* **Task data**
"""

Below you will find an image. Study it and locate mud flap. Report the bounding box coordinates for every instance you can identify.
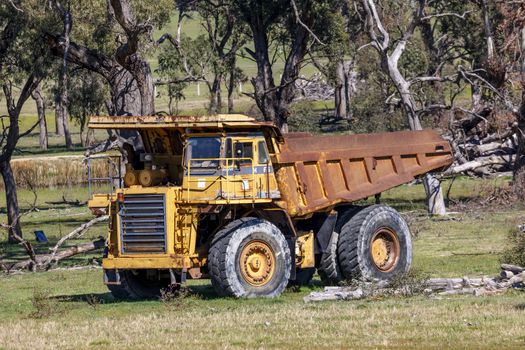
[314,212,338,254]
[104,270,122,286]
[286,237,297,281]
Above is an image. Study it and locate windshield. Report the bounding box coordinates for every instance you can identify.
[188,137,221,168]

"""

* **Instructions to follow**
Reproduce the records above, replacing "image" with "photo" and changing nothing else. Omit the pictures from your answer.

* **Written answer**
Below you will find an photo. Study it and locate mud flap. Report the bounding box coordinates for every instance you can identify.
[314,212,338,254]
[104,270,122,286]
[286,237,297,281]
Above is an photo. Study it and locate windshield. Report the bounding box coordinates for every instance you can identify.
[188,137,221,168]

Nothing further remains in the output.